BRANO:
┏━━
Di fronte alla crisi che attraversa il "villaggio globale", di fronte alla penuria di fiducia che si fa
strada in tanti a causa delle difficoltà del presente, un'iniezione di desiderio e di speranza ha il
valore  della  boccata  d'ossigeno  offerta  a  coloro  cui  sta  mancando  l'aria.  Lo  aveva  intuito  il
pensatore marxista Ernst Bloch, quando - nel tempo dell'ideologia trionfante, intravedendone già i
segnali di crisi - aveva puntato tutto su Il principio di speranza: «Solo con la liquidazione del
concetto di essere statico si apre la dimensione effettiva della speranza. II mondo è pieno di
disposizione nei confronti di qualcosa, di tendenza verso qualcosa, di latenza di qualcosa.» (vol. I,
23). I1 pensiero, insomma, afferra ciò che è già stato, ma il più gli è davanti in-compreso, «patria
intravista, ma non posseduta»: «In quel campo di problemi che è il "novum" è di per sé collocata la
pienezza di campi ancora vergini del sapere; il sapere mondano vi ridiventa giovane e originario»
(ib.). Verso questo "novum" si protende la «coscienza anticipante», disvelata nei «piccoli sogni a
occhi aperti», che fanno la vita. Ed è in questa coscienza anticipante che il "nuovo" viene a incidere
sul presente e ad aprirlo all'avvenire della speranza, rendendo ogni attesa passione per compimenti
futuri: «Ogni sogno resta sogno perché troppo poco ancora gli è riuscito, si è compiuto. Perciò esso
non può dimenticare ciò che resta, in tutte le cose mantiene la porta aperta. La porta almeno
semiaperta, quando sembra aprirsi su oggetti propizi, si chiama speranza» (I,390). Pensare nella
speranza non è solo allora pensare la speranza, ma restare desti nel sogno, anticipando l'avvenire e
costruendolo, pur senza mai raggiungere alcuna presuntuosa e ambigua estasi dell'adempimento,
come l'ideologia indulgeva a far credere.
Se merito di Bloch è stato l'aver fatto della speranza il principio del conoscere e dell'agire umano,
liberando il cor inquietum dalle secche dell'ideologia paralizzante, l'utopia che egli propone non
esce dalle limitate possibilità dell'umano: lo rilevava sin dall'inizio del suo dialogo con lui Jürgen
Moltmann, il teologo della speranza: «Il ricordo della promessa ... pungola come una spina nella
carne qualsiasi presente e lo apre al futuro... Appunto questa promissio inquieta impedisce che
l'esperienza umana del mondo diventi una completa e autosufficiente immagine cosmica della
divinità e fa sì, invece, che essa rimanga aperta alla storia» (Teologia della speranza, 85). Non è
l'esodo umano che "spiega" l'avvento divino e lo contiene in sé come latenza da disvelare: è
piuttosto l'avvento che, raggiungendo la storia, la apre al futuro e la rende nuova. «L'escatologia
cristiana parla di Cristo e del suo futuro. Il suo linguaggio è il linguaggio della promessa. Essa
intende la storia come la realtà inaugurata dalla promessa. Nella promessa e nella speranza presente,
il futuro della promessa, che non si è ancora realizzato, si trova in contraddizione con la realtà data.
┗━━
Dati registrati:
┏━━
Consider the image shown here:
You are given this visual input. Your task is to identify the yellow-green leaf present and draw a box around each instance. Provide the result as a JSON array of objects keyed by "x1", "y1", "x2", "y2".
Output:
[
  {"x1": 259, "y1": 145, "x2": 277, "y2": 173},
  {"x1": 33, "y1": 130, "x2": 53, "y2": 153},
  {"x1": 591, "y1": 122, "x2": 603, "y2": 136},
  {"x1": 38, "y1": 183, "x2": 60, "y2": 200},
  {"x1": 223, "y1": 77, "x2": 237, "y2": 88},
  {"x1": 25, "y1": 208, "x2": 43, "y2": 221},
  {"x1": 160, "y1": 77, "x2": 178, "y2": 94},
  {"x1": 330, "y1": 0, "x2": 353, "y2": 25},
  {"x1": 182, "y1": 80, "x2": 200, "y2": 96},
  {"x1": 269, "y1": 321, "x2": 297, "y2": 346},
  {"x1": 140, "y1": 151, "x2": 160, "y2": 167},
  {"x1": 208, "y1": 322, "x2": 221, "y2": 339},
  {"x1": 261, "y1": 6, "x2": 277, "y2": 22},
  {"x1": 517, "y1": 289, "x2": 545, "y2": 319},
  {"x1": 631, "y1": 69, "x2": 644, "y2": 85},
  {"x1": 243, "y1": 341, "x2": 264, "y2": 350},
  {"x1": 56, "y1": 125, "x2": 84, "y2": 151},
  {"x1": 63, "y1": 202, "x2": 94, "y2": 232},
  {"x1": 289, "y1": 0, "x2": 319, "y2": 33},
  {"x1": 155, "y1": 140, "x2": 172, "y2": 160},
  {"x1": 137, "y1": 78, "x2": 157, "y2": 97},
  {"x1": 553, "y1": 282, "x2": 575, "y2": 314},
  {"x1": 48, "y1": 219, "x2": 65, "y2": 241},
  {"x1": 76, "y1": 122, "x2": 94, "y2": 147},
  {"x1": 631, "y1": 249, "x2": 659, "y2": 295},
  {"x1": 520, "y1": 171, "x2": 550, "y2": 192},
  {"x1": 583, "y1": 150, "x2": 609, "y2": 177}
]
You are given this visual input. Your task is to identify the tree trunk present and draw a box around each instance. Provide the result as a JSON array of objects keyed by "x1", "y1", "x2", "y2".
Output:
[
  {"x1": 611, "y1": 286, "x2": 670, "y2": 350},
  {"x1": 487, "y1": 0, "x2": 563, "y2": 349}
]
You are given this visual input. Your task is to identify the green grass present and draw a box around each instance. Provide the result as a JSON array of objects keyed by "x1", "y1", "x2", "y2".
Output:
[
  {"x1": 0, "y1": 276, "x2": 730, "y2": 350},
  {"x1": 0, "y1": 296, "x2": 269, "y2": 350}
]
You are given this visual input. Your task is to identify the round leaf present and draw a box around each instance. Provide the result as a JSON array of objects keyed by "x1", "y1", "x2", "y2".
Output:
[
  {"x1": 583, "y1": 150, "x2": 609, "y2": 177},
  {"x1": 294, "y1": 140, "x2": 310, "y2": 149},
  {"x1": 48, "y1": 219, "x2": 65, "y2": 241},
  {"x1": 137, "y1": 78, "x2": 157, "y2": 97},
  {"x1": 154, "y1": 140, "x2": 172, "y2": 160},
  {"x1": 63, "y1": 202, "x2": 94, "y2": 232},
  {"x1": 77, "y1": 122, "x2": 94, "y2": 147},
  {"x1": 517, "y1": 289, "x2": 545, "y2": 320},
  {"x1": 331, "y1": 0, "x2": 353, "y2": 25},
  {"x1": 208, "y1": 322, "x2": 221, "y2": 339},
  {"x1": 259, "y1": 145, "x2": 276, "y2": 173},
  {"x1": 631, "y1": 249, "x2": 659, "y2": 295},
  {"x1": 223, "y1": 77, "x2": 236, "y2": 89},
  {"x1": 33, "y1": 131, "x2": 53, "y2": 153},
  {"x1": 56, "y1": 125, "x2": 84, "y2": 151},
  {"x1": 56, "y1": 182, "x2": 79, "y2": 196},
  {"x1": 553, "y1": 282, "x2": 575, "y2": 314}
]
┗━━
PROBLEMA SCRITTO 1:
Riscrivi in forma più breve il paragrafo del brano che comincia con «Di fronte alla crisi», conservandone i fatti principali.
PROBLEMA SCRITTO 2:
Prosegui il brano sulla speranza e sulla promessa a partire dall'ultima frase riportata.
Le righe non hanno alcun legame con il brano.

RISPOSTA ALL'ESERCIZIO 1:
Davanti alla crisi del "villaggio globale" e alla scarsa fiducia diffusa, un'iniezione di desiderio e di speranza è come ossigeno per chi sta soffocando. Lo aveva compreso il pensatore marxista Ernst Bloch che, quando l'ideologia trionfava ma già mostrava segni di crisi, puntò tutto su Il principio di speranza. Per lui la speranza si apre solo abbandonando il concetto di essere statico, perché il mondo è pieno di tendenze e latenze. Il pensiero afferra il passato, ma la parte maggiore gli sta davanti, ancora incompresa. Verso questo "novum" si protende la «coscienza anticipante», che si rivela nei «piccoli sogni a occhi aperti» e apre il presente al futuro. Il sogno lascia sempre una porta aperta, e quella porta socchiusa si chiama speranza. Pensare nella speranza significa restare desti nel sogno, anticipare e costruire l'avvenire, senza mai giungere a quella presuntuosa estasi del compimento che l'ideologia faceva credere possibile.

RISPOSTA ALL'ESERCIZIO 2:
In questa contraddizione si fa l'esperienza della storicità del reale sulla linea del fronte che divide il
presente dal futuro che è stato promesso. La storia, con le sue estreme possibilità e pericoli, viene
rivelata nell'evento della risurrezione e della croce di Cristo» (229). Per Bloch - come per ogni
visione ideologica - il futuro della speranza non è che il nascosto presente del mondo, mentre la
speranza teologale è fondata nel sorprendente venire del Deus absconditus. Con le ideologie non si
esce dal dominio del soggetto storico: senza l'avvento dell'Altro, sovrano e trascendente, fattosi a
nostra misura per amore nostro, la speranza resta utopia, prigioniera delle proiezioni di ciò che è già
dato e non si apre alla novità ultima, di cui ha così profondamente bisogno l'uomo, specialmente
post-ideologico, per vivere e per morire.


Come scrive Benedetto XVI nell'Enciclica Spe salvi (2007), «la vera, grande speranza dell'uomo,
che resiste nonostante tutte le delusioni, può essere solo Dio - il Dio che ci ha amati e ci ama tuttora
sino alla fine, fino al pieno compimento» (n.27). Di questa speranza, eccedente rispetto ai nostri
calcoli, e tuttavia garantita nella promessa divina, abbiamo tutti urgente necessità per scommettere
ancora sul nostro futuro: ne hanno bisogno i giovani, cui il quadro delle possibilità loro offerte
sembra schiudere solo scenari di sfiducia; ne hanno bisogno i lavoratori e le loro famiglie, in
particolare quanti hanno perso il lavoro o lo vedono a rischio in questa stagione di crisi; ne hanno
bisogno gli anziani, per dare senso e bellezza a ciascuno dei loro giorni carichi di vita passata, ma
anche di possibilità presenti di gesti d'amore. Ne ha bisogno l'intero Paese: un'Italia rinunciataria
davanti al futuro sarebbe un Paese in disfatta, peggio ancora poi se cadesse preda dei calcoli di
piccolo cabotaggio, che troppo spesso hanno ispirato e ispirano le parti in gioco nell'agone politico.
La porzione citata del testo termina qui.